■ What you are asked to do ■
Output only the span of lines that begins at the line containing "Place a point on every instance of the stone" and ends at the last line of the data, both included, exactly as they appear.

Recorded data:
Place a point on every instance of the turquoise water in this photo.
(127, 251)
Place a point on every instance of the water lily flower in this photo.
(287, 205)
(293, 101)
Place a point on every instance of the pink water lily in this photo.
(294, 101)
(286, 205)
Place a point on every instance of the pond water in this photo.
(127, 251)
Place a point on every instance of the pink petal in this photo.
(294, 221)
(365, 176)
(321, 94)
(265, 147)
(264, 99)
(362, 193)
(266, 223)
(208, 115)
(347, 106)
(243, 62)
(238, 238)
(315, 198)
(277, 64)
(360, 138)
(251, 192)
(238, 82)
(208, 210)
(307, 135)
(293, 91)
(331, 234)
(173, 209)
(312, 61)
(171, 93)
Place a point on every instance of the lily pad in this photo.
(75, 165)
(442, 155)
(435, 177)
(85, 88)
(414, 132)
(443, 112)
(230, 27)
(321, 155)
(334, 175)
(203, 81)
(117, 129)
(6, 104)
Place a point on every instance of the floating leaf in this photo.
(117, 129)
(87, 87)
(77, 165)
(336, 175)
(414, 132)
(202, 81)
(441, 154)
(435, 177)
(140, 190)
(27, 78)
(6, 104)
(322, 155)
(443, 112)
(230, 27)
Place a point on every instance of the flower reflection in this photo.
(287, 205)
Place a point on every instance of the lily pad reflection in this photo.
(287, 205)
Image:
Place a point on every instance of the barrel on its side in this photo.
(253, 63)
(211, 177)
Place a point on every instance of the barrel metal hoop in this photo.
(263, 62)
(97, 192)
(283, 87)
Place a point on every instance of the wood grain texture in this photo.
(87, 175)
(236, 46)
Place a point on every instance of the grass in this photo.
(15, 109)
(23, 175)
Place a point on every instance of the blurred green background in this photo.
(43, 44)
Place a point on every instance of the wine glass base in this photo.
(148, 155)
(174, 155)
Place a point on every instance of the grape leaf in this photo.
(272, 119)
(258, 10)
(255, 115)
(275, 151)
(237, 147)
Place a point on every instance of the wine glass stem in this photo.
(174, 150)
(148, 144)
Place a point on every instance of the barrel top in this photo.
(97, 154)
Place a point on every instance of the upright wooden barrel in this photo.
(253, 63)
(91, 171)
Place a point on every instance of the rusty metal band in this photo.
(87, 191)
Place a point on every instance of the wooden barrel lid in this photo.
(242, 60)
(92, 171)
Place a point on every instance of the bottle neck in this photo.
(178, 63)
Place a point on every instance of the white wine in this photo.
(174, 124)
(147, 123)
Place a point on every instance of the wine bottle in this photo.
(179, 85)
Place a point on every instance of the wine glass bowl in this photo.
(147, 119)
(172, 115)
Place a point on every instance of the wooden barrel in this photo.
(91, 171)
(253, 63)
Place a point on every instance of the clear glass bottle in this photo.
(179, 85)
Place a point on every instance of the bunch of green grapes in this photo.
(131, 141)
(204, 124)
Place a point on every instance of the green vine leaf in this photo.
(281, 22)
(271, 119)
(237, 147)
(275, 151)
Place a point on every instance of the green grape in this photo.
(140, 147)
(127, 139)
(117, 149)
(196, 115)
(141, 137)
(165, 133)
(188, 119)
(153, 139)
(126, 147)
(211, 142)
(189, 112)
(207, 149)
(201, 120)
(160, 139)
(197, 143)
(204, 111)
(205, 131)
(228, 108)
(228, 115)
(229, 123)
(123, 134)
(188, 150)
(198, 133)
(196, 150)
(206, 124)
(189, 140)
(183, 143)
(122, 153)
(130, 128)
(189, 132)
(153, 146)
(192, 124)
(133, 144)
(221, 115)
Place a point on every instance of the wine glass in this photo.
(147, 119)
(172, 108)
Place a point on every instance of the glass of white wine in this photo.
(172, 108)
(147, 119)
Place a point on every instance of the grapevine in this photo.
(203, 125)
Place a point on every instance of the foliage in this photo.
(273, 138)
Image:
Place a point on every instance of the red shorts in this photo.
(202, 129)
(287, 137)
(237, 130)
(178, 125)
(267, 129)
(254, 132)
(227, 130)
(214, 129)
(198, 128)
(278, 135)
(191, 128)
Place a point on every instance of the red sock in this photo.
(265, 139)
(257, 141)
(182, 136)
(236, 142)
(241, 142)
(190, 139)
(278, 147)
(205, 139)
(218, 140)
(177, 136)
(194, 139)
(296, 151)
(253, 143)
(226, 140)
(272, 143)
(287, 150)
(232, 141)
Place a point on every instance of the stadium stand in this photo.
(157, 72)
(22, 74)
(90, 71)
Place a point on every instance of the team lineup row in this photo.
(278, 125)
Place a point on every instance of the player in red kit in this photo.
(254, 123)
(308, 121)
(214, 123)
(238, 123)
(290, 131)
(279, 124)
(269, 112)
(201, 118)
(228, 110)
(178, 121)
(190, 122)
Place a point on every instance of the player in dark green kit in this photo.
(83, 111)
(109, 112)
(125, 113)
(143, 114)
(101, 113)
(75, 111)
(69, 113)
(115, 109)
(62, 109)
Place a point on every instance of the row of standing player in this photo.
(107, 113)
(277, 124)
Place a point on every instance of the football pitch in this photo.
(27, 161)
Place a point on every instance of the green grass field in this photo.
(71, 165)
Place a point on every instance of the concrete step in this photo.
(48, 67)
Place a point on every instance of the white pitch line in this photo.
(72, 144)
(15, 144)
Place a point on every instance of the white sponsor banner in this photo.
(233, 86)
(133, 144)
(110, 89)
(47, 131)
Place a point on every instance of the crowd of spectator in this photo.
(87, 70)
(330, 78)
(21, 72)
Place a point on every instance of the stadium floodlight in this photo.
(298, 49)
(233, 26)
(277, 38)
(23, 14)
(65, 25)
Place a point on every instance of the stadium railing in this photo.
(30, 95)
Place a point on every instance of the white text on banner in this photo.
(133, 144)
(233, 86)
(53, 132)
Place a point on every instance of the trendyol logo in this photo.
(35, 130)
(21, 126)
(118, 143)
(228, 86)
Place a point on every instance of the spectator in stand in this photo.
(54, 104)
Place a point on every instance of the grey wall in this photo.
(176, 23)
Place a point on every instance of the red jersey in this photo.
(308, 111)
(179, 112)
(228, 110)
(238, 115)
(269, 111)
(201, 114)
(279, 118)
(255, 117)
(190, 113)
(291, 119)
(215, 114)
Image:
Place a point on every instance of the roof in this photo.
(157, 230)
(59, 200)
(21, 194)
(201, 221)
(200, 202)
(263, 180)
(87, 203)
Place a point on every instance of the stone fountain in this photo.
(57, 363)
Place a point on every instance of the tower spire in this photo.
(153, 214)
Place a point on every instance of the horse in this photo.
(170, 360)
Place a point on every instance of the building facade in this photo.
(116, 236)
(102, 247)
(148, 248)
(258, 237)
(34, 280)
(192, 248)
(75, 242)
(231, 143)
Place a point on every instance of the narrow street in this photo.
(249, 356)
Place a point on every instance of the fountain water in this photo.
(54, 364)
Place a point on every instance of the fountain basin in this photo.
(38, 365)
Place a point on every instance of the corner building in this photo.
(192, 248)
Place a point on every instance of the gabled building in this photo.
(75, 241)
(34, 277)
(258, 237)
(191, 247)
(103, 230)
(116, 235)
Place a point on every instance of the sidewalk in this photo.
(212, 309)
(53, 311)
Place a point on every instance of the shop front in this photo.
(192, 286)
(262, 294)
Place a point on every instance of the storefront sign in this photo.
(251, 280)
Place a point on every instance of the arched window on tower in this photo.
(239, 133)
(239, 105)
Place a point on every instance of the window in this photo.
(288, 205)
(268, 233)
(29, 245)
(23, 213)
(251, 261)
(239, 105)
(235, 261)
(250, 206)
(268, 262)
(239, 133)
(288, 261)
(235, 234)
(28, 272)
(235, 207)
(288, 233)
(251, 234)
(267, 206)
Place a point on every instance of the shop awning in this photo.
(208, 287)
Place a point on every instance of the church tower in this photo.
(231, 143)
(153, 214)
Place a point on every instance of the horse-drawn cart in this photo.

■ Final result ■
Place a point on every instance of the stone fountain in this photo.
(57, 363)
Place a point on every instance of the tower spire in this photo.
(153, 214)
Place a point on every instance of the horse in this photo.
(170, 360)
Place a point on every instance of the building facade in this photo.
(116, 236)
(102, 247)
(148, 248)
(258, 237)
(34, 280)
(192, 248)
(75, 242)
(231, 143)
Place a point on every instance of the narrow street in this photo.
(249, 356)
Place a point on every instance of the fountain water in this photo.
(54, 364)
Place a point on every instance of the fountain basin in this photo.
(38, 365)
Place a point on every instance of the corner building in this photo.
(192, 248)
Place a point on every instance of the gabled building in this photo.
(75, 241)
(34, 277)
(258, 237)
(191, 247)
(103, 230)
(116, 235)
Place a point on every instance of the sidewalk in this photo.
(212, 309)
(53, 311)
Place a point on every instance of the shop front in this photo.
(192, 286)
(262, 294)
Place a point on every instance of the storefront sign in this photo.
(251, 280)
Place a point on every instance of the arched window on tower in this photo.
(239, 133)
(239, 105)
Place a point on every instance of the window in this photo.
(288, 205)
(268, 233)
(29, 245)
(23, 213)
(251, 261)
(239, 105)
(235, 261)
(250, 206)
(268, 262)
(239, 133)
(288, 261)
(235, 234)
(28, 272)
(235, 207)
(288, 233)
(251, 234)
(267, 206)
Place a point on every instance of the shop awning in this photo.
(208, 287)
Place a point on every instance of the church tower in this photo.
(231, 143)
(153, 214)
Place a point on every instance of the horse-drawn cart in this photo.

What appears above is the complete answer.